### [Source data]

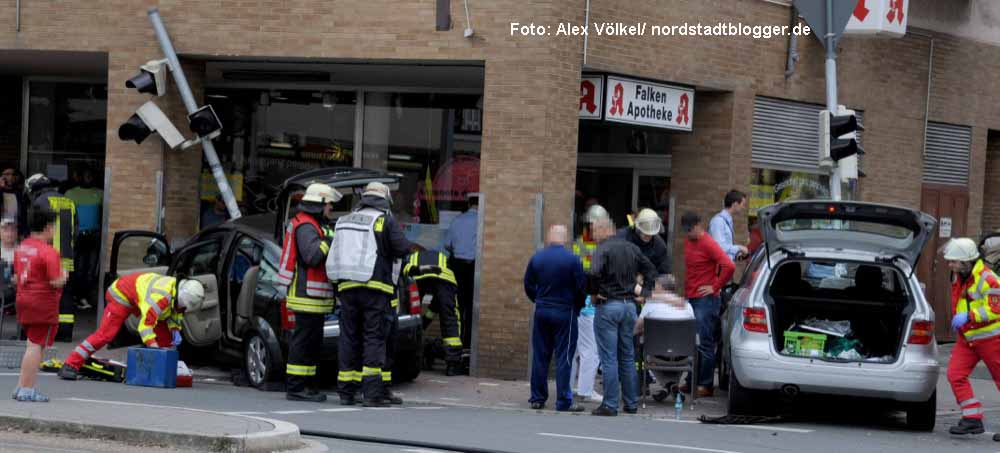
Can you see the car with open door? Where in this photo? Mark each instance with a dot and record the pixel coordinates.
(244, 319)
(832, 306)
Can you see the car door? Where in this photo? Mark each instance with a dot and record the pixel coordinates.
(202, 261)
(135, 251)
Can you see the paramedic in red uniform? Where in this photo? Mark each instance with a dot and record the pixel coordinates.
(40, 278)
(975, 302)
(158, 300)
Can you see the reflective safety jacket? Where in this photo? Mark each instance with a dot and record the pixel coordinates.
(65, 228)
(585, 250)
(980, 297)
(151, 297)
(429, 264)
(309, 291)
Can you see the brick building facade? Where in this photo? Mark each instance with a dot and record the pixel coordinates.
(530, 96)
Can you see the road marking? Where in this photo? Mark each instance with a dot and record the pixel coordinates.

### [Directions]
When you copy the entries above, reproduce each line exactly and leave out any pictures.

### [Final answer]
Can you see the car with open door? Where in this photo? Mark each instance with a dot and record the pixel coordinates.
(244, 319)
(832, 306)
Can you see the car door? Where in this photo? Mark each instance with a dot and record the pixel coordinates.
(202, 261)
(135, 251)
Can you see the paramedic in red uniform? Where in this photo? Mark each instance with a dot and record the pixel coordinates.
(40, 278)
(975, 302)
(158, 300)
Can you see the reflective safety jacket? Where in this photo? Mark each instance with a dot and record the pixel coordinates.
(65, 228)
(585, 250)
(980, 297)
(151, 297)
(429, 264)
(309, 291)
Can you see the brick building facade? Where in this photo? Mark each instance with a dot and record the pixel coordinates.
(530, 96)
Can you see the road marking? Where in this photo? Mark each instance with a dot and record the pixel coordinates.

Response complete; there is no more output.